**Problem description**
Only the lines from the beginning of the listing below through the line with "300V287L494 293L468 290L463" belong in the answer; please print them exactly and drop the pictures.

= = =

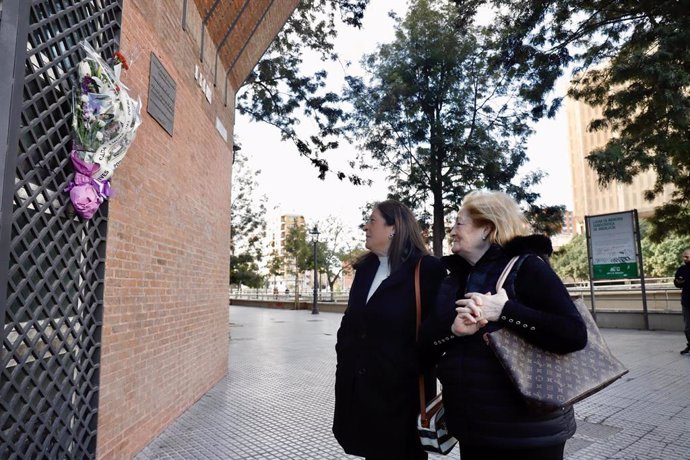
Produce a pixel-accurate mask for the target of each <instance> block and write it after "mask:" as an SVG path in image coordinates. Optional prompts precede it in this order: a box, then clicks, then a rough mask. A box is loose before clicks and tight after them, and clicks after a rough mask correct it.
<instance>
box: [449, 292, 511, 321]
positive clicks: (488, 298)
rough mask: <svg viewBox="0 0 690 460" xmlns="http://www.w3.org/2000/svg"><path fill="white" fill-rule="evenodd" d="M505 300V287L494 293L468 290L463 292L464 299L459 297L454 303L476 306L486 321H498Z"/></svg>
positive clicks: (507, 296) (470, 305) (506, 300)
mask: <svg viewBox="0 0 690 460" xmlns="http://www.w3.org/2000/svg"><path fill="white" fill-rule="evenodd" d="M507 301H508V294H507V293H506V290H505V289H501V290H500V291H498V292H497V293H496V294H490V293H488V292H487V293H486V294H480V293H478V292H468V293H467V294H465V298H464V299H460V300H458V301H456V302H455V303H456V305H460V306H463V307H472V306H474V307H478V308H479V309H480V310H481V312H482V316H483V317H484V318H486V320H487V321H498V318H500V317H501V312H502V311H503V307H504V306H505V304H506V302H507Z"/></svg>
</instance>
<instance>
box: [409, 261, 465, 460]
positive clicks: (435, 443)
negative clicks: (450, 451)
mask: <svg viewBox="0 0 690 460" xmlns="http://www.w3.org/2000/svg"><path fill="white" fill-rule="evenodd" d="M421 263H422V260H421V259H419V262H417V267H416V268H415V272H414V290H415V302H416V304H417V340H419V328H420V325H421V321H422V307H421V304H422V302H421V296H420V288H419V267H420V265H421ZM425 399H426V398H425V395H424V376H423V375H420V376H419V407H420V413H419V416H418V417H417V433H418V434H419V440H420V442H421V443H422V448H423V449H424V450H426V451H429V452H437V453H440V454H443V455H446V454H447V453H448V452H450V451H451V450H453V447H455V444H457V442H458V441H457V439H455V438H454V437H453V436H451V435H450V434H449V433H448V428H447V427H446V419H445V410H444V409H443V399H442V397H441V395H440V394H438V395H436V396H435V397H434V398H433V399H432V400H431V401H429V403H428V404H426V403H425Z"/></svg>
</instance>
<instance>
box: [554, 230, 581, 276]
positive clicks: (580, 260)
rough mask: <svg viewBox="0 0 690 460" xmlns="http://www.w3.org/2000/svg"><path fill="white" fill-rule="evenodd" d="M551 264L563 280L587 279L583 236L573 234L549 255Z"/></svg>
mask: <svg viewBox="0 0 690 460" xmlns="http://www.w3.org/2000/svg"><path fill="white" fill-rule="evenodd" d="M551 266H552V267H553V269H554V271H555V272H556V273H558V276H560V277H561V279H562V280H564V281H568V280H572V281H573V282H576V281H582V280H588V279H589V259H588V256H587V239H586V238H585V236H584V235H575V236H574V237H573V239H572V240H570V242H568V244H566V245H564V246H563V247H561V248H560V249H559V250H558V251H556V252H555V253H554V255H553V256H552V257H551Z"/></svg>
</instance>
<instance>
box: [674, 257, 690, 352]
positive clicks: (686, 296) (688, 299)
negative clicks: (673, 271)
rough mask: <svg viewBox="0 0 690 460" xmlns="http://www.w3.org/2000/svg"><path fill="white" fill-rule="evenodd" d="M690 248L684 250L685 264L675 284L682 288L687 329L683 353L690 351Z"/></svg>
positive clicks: (683, 262)
mask: <svg viewBox="0 0 690 460" xmlns="http://www.w3.org/2000/svg"><path fill="white" fill-rule="evenodd" d="M689 278H690V248H687V249H686V250H685V251H683V265H681V266H680V267H678V270H676V276H675V277H674V278H673V284H675V285H676V287H678V288H681V289H682V291H681V294H680V305H681V306H682V307H683V323H684V330H685V340H686V342H687V344H686V345H685V348H683V349H682V350H681V352H680V354H681V355H687V354H688V353H690V282H689V281H688V279H689Z"/></svg>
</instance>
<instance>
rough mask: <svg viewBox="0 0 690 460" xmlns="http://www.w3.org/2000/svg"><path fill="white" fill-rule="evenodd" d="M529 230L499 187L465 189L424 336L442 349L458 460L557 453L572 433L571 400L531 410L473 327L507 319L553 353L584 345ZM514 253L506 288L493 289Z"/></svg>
mask: <svg viewBox="0 0 690 460" xmlns="http://www.w3.org/2000/svg"><path fill="white" fill-rule="evenodd" d="M528 232H529V227H528V225H527V221H526V219H525V217H524V215H523V213H522V211H521V210H520V208H519V206H518V204H517V203H516V202H515V200H513V199H512V198H511V197H510V196H508V195H506V194H505V193H503V192H497V191H480V192H473V193H470V194H468V195H467V196H466V197H465V198H464V200H463V202H462V207H461V208H460V210H459V212H458V215H457V219H456V221H455V225H454V226H453V229H452V231H451V232H450V237H451V242H452V247H451V251H452V252H453V255H451V256H447V257H444V258H443V262H444V263H445V264H446V267H447V268H448V270H449V272H450V274H449V275H448V277H446V279H445V280H444V282H443V284H442V286H441V288H440V290H439V294H438V297H437V302H436V306H435V311H434V320H433V322H428V323H427V325H426V327H425V330H424V340H426V341H427V342H428V343H430V344H433V345H431V346H433V347H435V348H436V349H437V352H438V354H439V355H440V356H441V357H440V359H439V361H438V377H439V380H440V381H441V384H442V385H443V401H444V407H445V410H446V421H447V423H448V429H449V431H450V433H451V434H452V435H453V436H455V437H456V438H457V439H458V441H459V444H460V452H461V458H462V460H473V459H482V460H486V459H508V458H509V459H511V460H514V459H529V460H537V459H542V460H560V459H562V458H563V449H564V446H565V442H566V440H567V439H568V438H570V437H571V436H573V434H574V433H575V429H576V426H575V417H574V414H573V408H572V406H567V407H563V408H561V409H559V410H557V411H554V412H551V413H547V414H543V413H541V414H537V413H534V412H533V411H532V410H530V408H529V407H528V406H527V405H526V404H525V402H524V401H523V400H522V398H521V396H520V394H519V393H518V392H517V390H516V389H515V388H514V386H513V385H512V383H511V382H510V380H509V379H508V375H507V374H506V372H505V371H504V370H503V368H502V367H501V364H500V362H499V361H498V359H497V358H496V357H495V355H494V354H493V352H492V351H491V349H490V348H489V346H488V345H487V344H486V343H485V341H484V340H483V337H482V335H483V334H481V333H480V334H477V332H478V331H479V330H482V332H484V331H486V332H491V331H495V330H497V329H500V328H503V327H507V328H510V329H511V330H513V331H514V332H516V333H517V334H519V335H520V336H522V337H523V338H525V339H526V340H528V341H530V342H532V343H534V344H535V345H538V346H540V347H541V348H543V349H545V350H548V351H552V352H556V353H567V352H571V351H575V350H580V349H582V348H584V346H585V345H586V343H587V330H586V327H585V323H584V321H583V320H582V317H581V316H580V314H579V313H578V311H577V309H576V307H575V305H574V304H573V302H572V300H571V298H570V296H569V294H568V291H567V290H566V288H565V286H564V285H563V283H562V282H561V280H560V279H559V278H558V276H557V275H556V273H554V271H553V270H552V269H551V267H550V266H549V264H548V262H547V257H548V256H549V255H550V254H551V252H552V248H551V242H550V240H549V239H548V238H547V237H544V236H541V235H530V236H527V234H528ZM516 255H517V256H520V258H519V259H518V262H517V263H516V265H515V268H514V269H513V270H512V271H511V275H510V276H509V277H508V280H507V281H506V283H505V284H504V287H505V288H502V289H500V291H499V292H496V283H497V281H498V278H499V276H500V275H501V272H502V271H503V269H504V268H505V267H506V265H507V264H508V262H509V260H510V259H511V258H512V257H513V256H516Z"/></svg>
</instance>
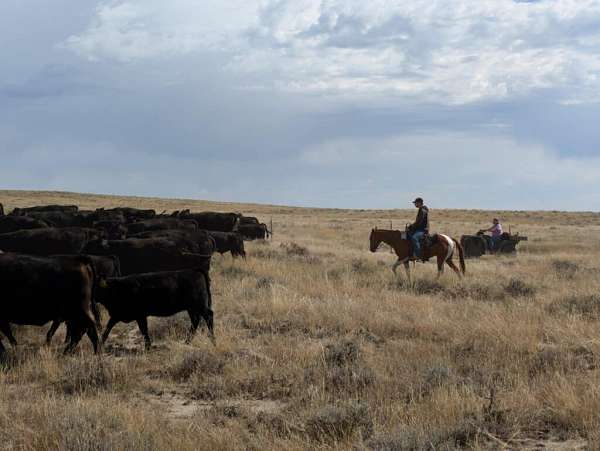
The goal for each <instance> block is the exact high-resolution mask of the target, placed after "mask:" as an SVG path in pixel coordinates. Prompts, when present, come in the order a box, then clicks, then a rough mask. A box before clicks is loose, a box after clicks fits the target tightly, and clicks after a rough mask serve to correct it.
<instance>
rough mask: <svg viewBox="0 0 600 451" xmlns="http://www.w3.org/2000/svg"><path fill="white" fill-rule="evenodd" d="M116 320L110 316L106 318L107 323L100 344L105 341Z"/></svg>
mask: <svg viewBox="0 0 600 451" xmlns="http://www.w3.org/2000/svg"><path fill="white" fill-rule="evenodd" d="M118 322H119V321H118V320H116V319H114V318H113V317H112V316H111V317H110V318H109V319H108V323H107V324H106V328H105V329H104V333H103V334H102V344H104V343H105V342H106V339H107V338H108V334H110V331H111V330H112V328H113V327H115V324H117V323H118Z"/></svg>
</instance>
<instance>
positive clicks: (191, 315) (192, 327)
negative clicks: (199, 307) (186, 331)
mask: <svg viewBox="0 0 600 451" xmlns="http://www.w3.org/2000/svg"><path fill="white" fill-rule="evenodd" d="M188 315H189V316H190V321H191V323H192V325H191V326H190V331H189V332H188V336H187V338H186V339H185V342H186V343H190V342H191V341H192V339H193V338H194V335H196V331H197V330H198V325H199V324H200V314H199V313H198V312H196V311H194V310H188Z"/></svg>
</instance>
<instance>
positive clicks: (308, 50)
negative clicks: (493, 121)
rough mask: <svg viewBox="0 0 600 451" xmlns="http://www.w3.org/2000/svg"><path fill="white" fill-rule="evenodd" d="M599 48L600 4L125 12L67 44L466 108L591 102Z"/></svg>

= = =

**Answer for the task**
Produce a pixel-accurate mask for the target of each <instance> block and write it after "mask:" as an SVG path in image coordinates. Optional prompts precede it in this order: a box, then clicks, then a rough mask. A box is loose before clicks and tight after them, and clicks after a rough mask correct it.
<instance>
box: [449, 292, 511, 321]
positive clicks: (488, 298)
rough mask: <svg viewBox="0 0 690 460" xmlns="http://www.w3.org/2000/svg"><path fill="white" fill-rule="evenodd" d="M505 300V287L494 293L468 290L463 292L464 299L459 297L454 303L476 306L486 321H498Z"/></svg>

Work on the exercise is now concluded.